### Input material

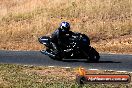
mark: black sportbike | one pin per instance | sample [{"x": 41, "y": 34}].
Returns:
[{"x": 77, "y": 47}]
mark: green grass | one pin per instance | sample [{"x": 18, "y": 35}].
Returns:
[
  {"x": 24, "y": 76},
  {"x": 102, "y": 20}
]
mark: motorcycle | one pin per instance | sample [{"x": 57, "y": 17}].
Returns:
[{"x": 78, "y": 47}]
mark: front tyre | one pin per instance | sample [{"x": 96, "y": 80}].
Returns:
[{"x": 94, "y": 55}]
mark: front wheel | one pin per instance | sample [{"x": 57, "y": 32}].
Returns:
[{"x": 94, "y": 55}]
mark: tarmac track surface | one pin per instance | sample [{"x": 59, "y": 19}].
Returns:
[{"x": 107, "y": 61}]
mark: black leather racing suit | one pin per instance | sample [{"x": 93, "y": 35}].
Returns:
[{"x": 60, "y": 38}]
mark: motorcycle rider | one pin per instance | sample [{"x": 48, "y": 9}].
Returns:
[{"x": 60, "y": 36}]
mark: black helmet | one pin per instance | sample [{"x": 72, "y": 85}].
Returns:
[{"x": 65, "y": 26}]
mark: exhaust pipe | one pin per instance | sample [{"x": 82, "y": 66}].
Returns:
[{"x": 47, "y": 53}]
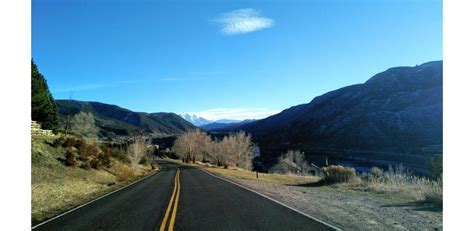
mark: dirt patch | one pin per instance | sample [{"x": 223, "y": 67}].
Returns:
[{"x": 352, "y": 210}]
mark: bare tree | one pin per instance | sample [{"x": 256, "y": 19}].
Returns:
[
  {"x": 137, "y": 150},
  {"x": 293, "y": 161},
  {"x": 83, "y": 124},
  {"x": 232, "y": 150},
  {"x": 189, "y": 146}
]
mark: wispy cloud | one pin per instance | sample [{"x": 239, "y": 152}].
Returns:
[
  {"x": 84, "y": 87},
  {"x": 235, "y": 113},
  {"x": 243, "y": 21}
]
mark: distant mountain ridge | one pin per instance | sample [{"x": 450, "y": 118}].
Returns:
[
  {"x": 194, "y": 119},
  {"x": 201, "y": 122},
  {"x": 396, "y": 111},
  {"x": 219, "y": 126},
  {"x": 115, "y": 121}
]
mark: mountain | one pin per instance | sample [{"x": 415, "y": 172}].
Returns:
[
  {"x": 227, "y": 121},
  {"x": 222, "y": 127},
  {"x": 394, "y": 116},
  {"x": 195, "y": 120},
  {"x": 115, "y": 121}
]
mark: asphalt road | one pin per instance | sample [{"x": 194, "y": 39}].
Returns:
[{"x": 183, "y": 198}]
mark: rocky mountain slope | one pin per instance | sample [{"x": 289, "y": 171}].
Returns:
[
  {"x": 393, "y": 115},
  {"x": 115, "y": 121}
]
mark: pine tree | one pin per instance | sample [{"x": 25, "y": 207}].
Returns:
[{"x": 43, "y": 107}]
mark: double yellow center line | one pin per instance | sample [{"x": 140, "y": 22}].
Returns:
[{"x": 175, "y": 199}]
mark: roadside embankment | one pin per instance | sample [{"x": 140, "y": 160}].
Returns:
[{"x": 56, "y": 188}]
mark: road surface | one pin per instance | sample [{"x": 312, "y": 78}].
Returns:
[{"x": 179, "y": 197}]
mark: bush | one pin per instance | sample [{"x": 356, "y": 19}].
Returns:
[
  {"x": 72, "y": 142},
  {"x": 70, "y": 158},
  {"x": 435, "y": 166},
  {"x": 116, "y": 153},
  {"x": 376, "y": 175},
  {"x": 123, "y": 173},
  {"x": 89, "y": 154},
  {"x": 104, "y": 159},
  {"x": 338, "y": 174},
  {"x": 58, "y": 142},
  {"x": 95, "y": 163},
  {"x": 88, "y": 151},
  {"x": 434, "y": 193}
]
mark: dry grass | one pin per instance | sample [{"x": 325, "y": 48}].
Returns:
[{"x": 56, "y": 188}]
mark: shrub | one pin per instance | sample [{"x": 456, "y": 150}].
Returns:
[
  {"x": 435, "y": 166},
  {"x": 88, "y": 151},
  {"x": 338, "y": 174},
  {"x": 434, "y": 193},
  {"x": 71, "y": 142},
  {"x": 70, "y": 158},
  {"x": 104, "y": 159},
  {"x": 95, "y": 163},
  {"x": 123, "y": 173},
  {"x": 58, "y": 142},
  {"x": 376, "y": 175}
]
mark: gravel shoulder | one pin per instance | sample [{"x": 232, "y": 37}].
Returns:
[{"x": 350, "y": 209}]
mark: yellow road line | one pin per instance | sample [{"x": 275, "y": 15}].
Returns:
[
  {"x": 175, "y": 208},
  {"x": 165, "y": 219}
]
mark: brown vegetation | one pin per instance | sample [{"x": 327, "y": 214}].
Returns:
[{"x": 232, "y": 150}]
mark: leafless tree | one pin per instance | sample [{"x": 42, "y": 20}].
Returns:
[
  {"x": 293, "y": 161},
  {"x": 232, "y": 150},
  {"x": 137, "y": 150}
]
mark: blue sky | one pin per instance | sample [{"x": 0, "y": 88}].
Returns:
[{"x": 232, "y": 59}]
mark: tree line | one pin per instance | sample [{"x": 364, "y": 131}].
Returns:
[{"x": 232, "y": 150}]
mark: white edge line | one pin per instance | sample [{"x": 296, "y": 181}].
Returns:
[
  {"x": 96, "y": 199},
  {"x": 278, "y": 202}
]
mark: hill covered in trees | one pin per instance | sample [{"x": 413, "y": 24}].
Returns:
[{"x": 114, "y": 121}]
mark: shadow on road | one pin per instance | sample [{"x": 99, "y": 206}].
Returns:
[{"x": 418, "y": 206}]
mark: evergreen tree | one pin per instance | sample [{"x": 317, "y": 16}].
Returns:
[{"x": 43, "y": 107}]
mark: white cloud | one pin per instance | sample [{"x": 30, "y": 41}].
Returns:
[
  {"x": 234, "y": 113},
  {"x": 243, "y": 21}
]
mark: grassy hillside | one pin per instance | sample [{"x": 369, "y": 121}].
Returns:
[{"x": 56, "y": 187}]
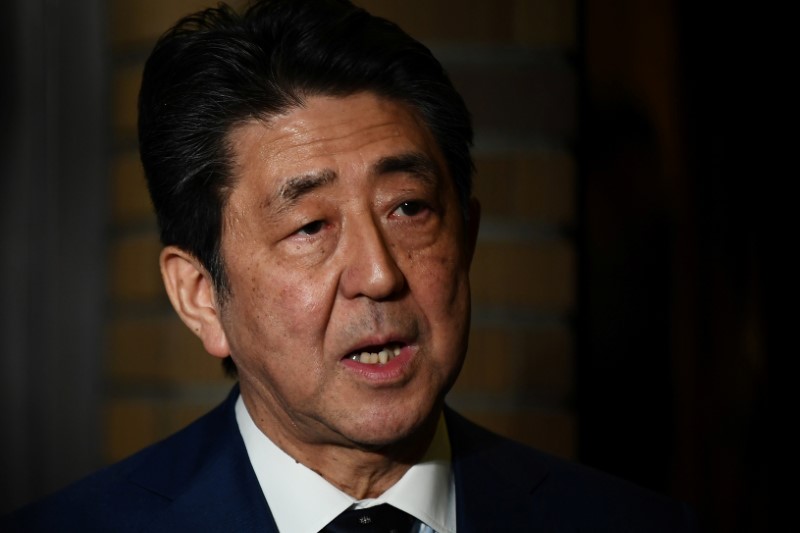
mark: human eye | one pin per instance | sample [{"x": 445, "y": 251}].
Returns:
[
  {"x": 312, "y": 228},
  {"x": 411, "y": 208}
]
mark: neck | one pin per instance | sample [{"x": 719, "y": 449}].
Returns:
[{"x": 360, "y": 470}]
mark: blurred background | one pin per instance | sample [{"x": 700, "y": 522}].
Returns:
[{"x": 622, "y": 284}]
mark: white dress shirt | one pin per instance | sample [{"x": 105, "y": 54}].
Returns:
[{"x": 302, "y": 501}]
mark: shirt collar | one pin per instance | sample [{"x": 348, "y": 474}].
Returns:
[{"x": 426, "y": 491}]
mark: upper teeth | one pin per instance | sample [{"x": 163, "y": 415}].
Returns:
[{"x": 389, "y": 352}]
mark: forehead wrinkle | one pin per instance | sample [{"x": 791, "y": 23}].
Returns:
[{"x": 415, "y": 164}]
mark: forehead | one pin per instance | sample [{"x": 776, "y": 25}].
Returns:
[{"x": 337, "y": 133}]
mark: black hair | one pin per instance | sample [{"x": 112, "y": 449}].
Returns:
[{"x": 216, "y": 69}]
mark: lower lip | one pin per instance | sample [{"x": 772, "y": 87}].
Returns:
[{"x": 393, "y": 370}]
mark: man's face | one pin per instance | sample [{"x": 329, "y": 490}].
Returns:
[{"x": 343, "y": 236}]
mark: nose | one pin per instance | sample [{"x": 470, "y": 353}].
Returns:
[{"x": 370, "y": 267}]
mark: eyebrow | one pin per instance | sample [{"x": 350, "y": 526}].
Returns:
[{"x": 298, "y": 186}]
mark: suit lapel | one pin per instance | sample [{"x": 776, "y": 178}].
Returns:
[{"x": 205, "y": 472}]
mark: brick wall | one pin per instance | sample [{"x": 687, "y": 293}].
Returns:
[{"x": 510, "y": 60}]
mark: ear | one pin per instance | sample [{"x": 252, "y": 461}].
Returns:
[
  {"x": 191, "y": 292},
  {"x": 473, "y": 225}
]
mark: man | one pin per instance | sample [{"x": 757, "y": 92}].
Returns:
[{"x": 310, "y": 168}]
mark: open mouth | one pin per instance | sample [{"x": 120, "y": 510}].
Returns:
[{"x": 373, "y": 355}]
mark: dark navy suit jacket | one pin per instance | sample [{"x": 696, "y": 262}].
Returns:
[{"x": 200, "y": 479}]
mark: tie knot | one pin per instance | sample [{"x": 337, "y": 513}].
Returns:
[{"x": 379, "y": 519}]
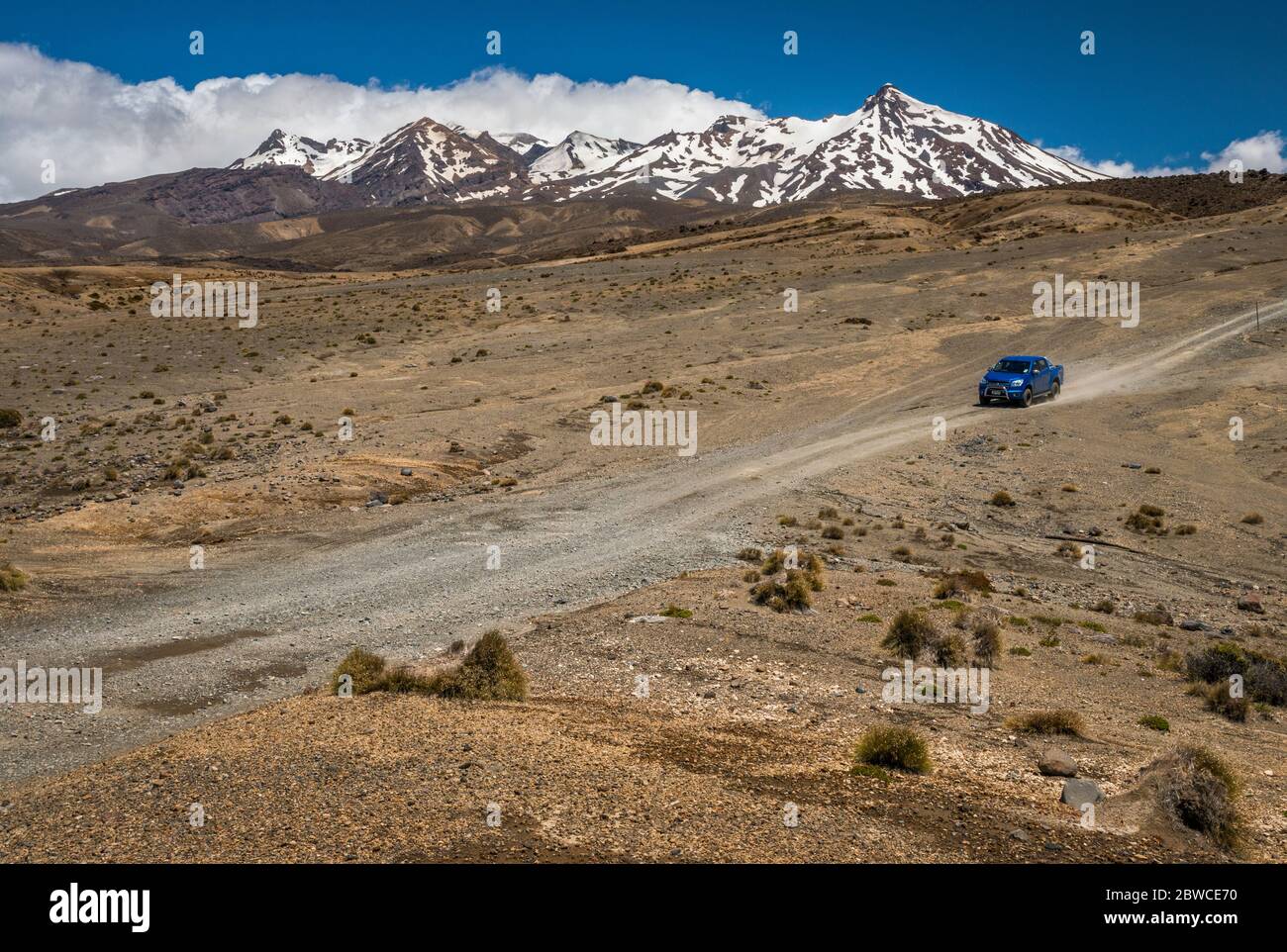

######

What the task requires.
Starting at the line that contains "mark: dark navy" and ending at the last line of the records above, convert the lines into a JSON list of strings with one string per line. Omit blank lines and the pictures.

Correct result.
[
  "mark: dark navy suit jacket | one pin per instance | sample [{\"x\": 696, \"y\": 262}].",
  "Returns:",
  "[{\"x\": 200, \"y\": 479}]",
  "mark: tie knot | one pin per instance | sample [{\"x\": 337, \"y\": 513}].",
  "Returns:",
  "[{\"x\": 379, \"y\": 519}]"
]